EXERCISE BRIEF = Transcribe each record below character for character.

RECORDS FOR THE TASK =
_ _ _ _ _ _ _
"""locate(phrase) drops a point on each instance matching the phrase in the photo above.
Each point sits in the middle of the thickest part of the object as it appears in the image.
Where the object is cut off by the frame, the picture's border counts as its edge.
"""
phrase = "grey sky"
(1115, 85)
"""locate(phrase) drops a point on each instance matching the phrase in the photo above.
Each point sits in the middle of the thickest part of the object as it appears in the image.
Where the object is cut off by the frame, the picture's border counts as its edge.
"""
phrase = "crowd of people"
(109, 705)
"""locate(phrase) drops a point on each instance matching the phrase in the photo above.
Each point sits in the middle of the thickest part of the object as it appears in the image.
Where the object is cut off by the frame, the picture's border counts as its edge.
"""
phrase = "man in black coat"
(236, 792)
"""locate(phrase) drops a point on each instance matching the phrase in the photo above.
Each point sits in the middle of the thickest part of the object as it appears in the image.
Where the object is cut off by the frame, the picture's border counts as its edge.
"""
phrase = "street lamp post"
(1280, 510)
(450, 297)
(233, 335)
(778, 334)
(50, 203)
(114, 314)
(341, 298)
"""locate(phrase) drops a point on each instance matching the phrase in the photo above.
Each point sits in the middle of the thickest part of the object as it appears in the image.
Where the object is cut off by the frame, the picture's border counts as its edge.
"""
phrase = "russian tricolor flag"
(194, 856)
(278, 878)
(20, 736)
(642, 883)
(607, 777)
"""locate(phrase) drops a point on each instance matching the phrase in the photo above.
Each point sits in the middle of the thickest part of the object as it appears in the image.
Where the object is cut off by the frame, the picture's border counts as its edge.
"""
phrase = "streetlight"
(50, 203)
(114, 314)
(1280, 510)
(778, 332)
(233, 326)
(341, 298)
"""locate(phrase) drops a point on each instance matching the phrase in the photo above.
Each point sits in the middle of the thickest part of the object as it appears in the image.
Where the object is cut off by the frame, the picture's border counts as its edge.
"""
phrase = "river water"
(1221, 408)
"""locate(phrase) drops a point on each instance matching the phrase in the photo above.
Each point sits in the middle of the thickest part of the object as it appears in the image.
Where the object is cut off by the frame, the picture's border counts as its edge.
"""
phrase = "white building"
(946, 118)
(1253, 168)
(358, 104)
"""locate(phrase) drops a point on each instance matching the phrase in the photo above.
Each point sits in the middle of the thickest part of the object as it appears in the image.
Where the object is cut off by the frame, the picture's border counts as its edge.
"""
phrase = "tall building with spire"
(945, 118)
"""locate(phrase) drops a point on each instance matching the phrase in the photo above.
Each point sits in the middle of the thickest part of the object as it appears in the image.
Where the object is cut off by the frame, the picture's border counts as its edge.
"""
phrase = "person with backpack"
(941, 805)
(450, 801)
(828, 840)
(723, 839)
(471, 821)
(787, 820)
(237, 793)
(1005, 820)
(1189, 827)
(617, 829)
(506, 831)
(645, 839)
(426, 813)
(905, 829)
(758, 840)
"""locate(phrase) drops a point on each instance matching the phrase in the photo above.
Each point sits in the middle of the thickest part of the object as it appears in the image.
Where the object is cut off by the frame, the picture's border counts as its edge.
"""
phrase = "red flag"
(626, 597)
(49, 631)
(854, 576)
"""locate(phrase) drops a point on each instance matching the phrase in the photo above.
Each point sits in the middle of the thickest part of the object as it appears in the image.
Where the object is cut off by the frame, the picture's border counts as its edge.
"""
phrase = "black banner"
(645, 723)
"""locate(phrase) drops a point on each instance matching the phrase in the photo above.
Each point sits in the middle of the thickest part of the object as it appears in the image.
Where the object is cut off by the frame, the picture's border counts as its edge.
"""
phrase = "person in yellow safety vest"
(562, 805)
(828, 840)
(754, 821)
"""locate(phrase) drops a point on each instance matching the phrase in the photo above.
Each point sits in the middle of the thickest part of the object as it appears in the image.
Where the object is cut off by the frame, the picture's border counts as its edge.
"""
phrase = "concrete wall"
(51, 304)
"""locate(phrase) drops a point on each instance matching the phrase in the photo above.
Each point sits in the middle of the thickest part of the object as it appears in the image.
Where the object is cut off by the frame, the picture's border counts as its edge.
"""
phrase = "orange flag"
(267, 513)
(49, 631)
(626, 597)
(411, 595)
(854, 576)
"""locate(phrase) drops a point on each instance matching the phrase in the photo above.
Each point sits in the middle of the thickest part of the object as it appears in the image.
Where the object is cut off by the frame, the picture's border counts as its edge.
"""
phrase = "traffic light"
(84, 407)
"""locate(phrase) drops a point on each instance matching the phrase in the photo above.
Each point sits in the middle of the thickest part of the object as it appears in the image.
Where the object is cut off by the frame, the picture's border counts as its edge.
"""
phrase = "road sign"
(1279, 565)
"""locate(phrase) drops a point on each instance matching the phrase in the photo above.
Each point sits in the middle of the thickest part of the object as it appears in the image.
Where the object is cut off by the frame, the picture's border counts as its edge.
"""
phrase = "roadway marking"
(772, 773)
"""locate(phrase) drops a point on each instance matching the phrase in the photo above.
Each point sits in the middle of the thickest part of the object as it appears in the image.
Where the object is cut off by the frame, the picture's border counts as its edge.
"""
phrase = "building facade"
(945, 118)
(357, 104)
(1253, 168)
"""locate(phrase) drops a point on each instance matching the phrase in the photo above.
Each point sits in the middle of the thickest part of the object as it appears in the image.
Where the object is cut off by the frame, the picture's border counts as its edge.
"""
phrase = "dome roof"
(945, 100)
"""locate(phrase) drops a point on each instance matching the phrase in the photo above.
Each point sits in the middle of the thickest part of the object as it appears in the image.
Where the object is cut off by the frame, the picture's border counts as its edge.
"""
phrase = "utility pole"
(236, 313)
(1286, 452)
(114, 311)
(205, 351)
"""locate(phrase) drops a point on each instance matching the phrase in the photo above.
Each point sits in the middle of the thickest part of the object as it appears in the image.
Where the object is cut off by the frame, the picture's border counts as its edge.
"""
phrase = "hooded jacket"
_ _ _ _ _ _ _
RESPONSE BELOW =
"""locate(phrase) drops a point on each instance matching the phrase in the photo above.
Each point sits in the middle of the thickest part of the object as it appears in the image.
Where the object is cut off by the frame, the picture's border counts as its edge.
"""
phrase = "grey sky"
(1115, 85)
"""locate(phrase) drops a point on each instance matching the phrase in the photo above.
Each point sits in the middle of the thickest part of the object as it appears in the image.
Where the object is cut off by the frame, the picture's border counts as its edge.
"""
phrase = "crowd of people"
(109, 705)
"""locate(phrase) drops a point on each instance matching the phrase in the photo above.
Each point sits in the middle of the thickest part of the object as it appears in the image.
Where the object is cut off by the frame, the picture's border counts as its edge.
"""
phrase = "man in black coat"
(236, 792)
"""locate(phrase) drops a point on each instance matching the phrase in the photo above.
Each point sits in the middle of the thickest part of the object as it appears in the image.
Where the object is cut off by the frame, the picture's border counts as its edge.
"""
phrase = "street lamp post"
(1280, 510)
(450, 297)
(233, 335)
(778, 334)
(50, 203)
(114, 314)
(341, 298)
"""locate(phrase) drops a point on each instance matching the phrase in the photo above.
Each point sits in the middle of the thickest part of the object as it appears in the image.
Where the object is cut off by the frame, the picture's border counts as its edge.
"""
phrase = "russian tricolor flag"
(194, 856)
(278, 878)
(20, 736)
(642, 883)
(607, 777)
"""locate(phrase) drops a point on each instance matching the phrase in the photo above.
Each point sits in the middle of the thickest part of the object as it appears in the image.
Where the object is cut off by the frame, the picture's border counts as its edge.
"""
phrase = "streetlight"
(50, 203)
(114, 314)
(1280, 510)
(778, 332)
(233, 326)
(341, 298)
"""locate(phrase) drops a point on each instance matching the phrase in the photo above.
Each point sits in the middle of the thickest part of the object as it appears in the image.
Where the object is cut off by the frame, the picture's border counts as its edge.
"""
phrase = "river water"
(1221, 408)
"""locate(phrase) drops a point on each instance matching the phrase in the photo above.
Each point sits in the middle of the thickest part of the object as it appears in the image.
Where the object is cut off by the frame, the picture's border counts as its edge.
"""
phrase = "white building"
(946, 118)
(1253, 168)
(358, 104)
"""locate(phrase) drops a point on each instance matching the phrase in the photo above.
Each point sits in the middle of the thickest part of the object as it appears in the image.
Where the object is cut off by the frame, the picture's border counts as its edge.
"""
phrase = "tall building with spire"
(945, 118)
"""locate(phrase) drops a point on each instance matching the phrase in the photo above.
Each point sits in the middle of the thickest part of the object as it appears in the image.
Where the object is cut off by the frame, the picture's border counts as its edge.
"""
phrase = "person with backpack"
(941, 805)
(450, 801)
(828, 840)
(723, 839)
(471, 821)
(787, 820)
(237, 793)
(1005, 820)
(1189, 827)
(617, 829)
(506, 831)
(645, 839)
(426, 813)
(905, 829)
(758, 840)
"""locate(phrase) drops a point on each instance matching the phrase in the photo above.
Each point sits in the middle of the thickest part of the object as it appears in the image.
Where the object is cut off by the frame, the picture's border counts as its edge.
"""
phrase = "red flag"
(626, 597)
(49, 631)
(854, 576)
"""locate(phrase) drops a point on each instance matching the phrase in the photo above.
Each point sits in the middle of the thickest part of the object as it appears in the image.
Where the object is cut off by the frame, the picture's border counts as its edge.
"""
phrase = "black banner"
(645, 723)
"""locate(phrase) drops a point on each instance matching the phrase in the photo above.
Each point sits in the middle of the thickest part of the object as it appears in the image.
Where the object is cut off by the frame, the picture's border counts as its edge.
"""
phrase = "person in yellow safety vest"
(562, 805)
(828, 840)
(754, 821)
"""locate(phrase) drops a point on each instance matching the phrase in the photo above.
Each point sits in the middle of the thickest part of the object as it appears in the image.
Where the object is cut off by the frame, the picture's border counts as its edge.
"""
phrase = "concrete wall"
(51, 304)
"""locate(phrase) drops a point on each instance matching the phrase in the photo above.
Each point sits in the middle of the thickest part of the object as it appears in the image.
Where the object is cut off by the frame, the picture's border counts as its edge.
"""
phrase = "orange flag"
(267, 513)
(49, 631)
(626, 597)
(411, 595)
(854, 576)
"""locate(phrase) drops a point on each instance matching the phrase in the photo above.
Each point sits in the middle of the thickest part of the object as it appears in the image.
Where the object is cut off by the frame, the picture's border counts as its edge.
"""
phrase = "traffic light"
(84, 407)
"""locate(phrase) drops a point on each instance matching the phrase in the photo above.
Each point sits in the middle of the thickest part of the object as it appears in the image.
Where the object is cut off by the frame, the picture's border counts as its edge.
"""
phrase = "road sign"
(1279, 565)
"""locate(phrase) drops a point on each instance matching the phrase in the photo above.
Each point sits in the middle of the thickest part of the object as it appears in the image.
Where the object is cut off by the frame, the picture's border counts as its edge.
"""
phrase = "roadway marking"
(772, 773)
"""locate(phrase) drops a point on each instance matching the phrase in the photo above.
Each point sits in the middle of the thickest part of the object as it appears in the image.
Where the object is cut off by the frame, the picture's border counts as its edge.
"""
phrase = "building facade"
(945, 118)
(357, 104)
(1253, 168)
"""locate(phrase) drops a point on each instance matching the phrase in the photo above.
Each point sits in the middle of the thickest part of the object as it appears in the image.
Where the object is cut off by the frame, the picture's border counts as its edge.
"""
phrase = "dome roof"
(945, 100)
"""locate(phrase) drops a point on each instance matching the phrase in the photo above.
Each point sits in the middle of the thickest part of the object as it appears in the image.
Where the object is cut off by the frame, the picture's border counts as its edge.
"""
phrase = "utility pole"
(236, 313)
(1286, 452)
(114, 311)
(205, 351)
"""locate(phrase) drops a point on each instance matching the phrase in the photo above.
Each point sits in the middle of the thickest part of the object as it appears in the image.
Where the object is cut off by the frame, the picture's border counts as its edge.
"""
phrase = "hooded jacket"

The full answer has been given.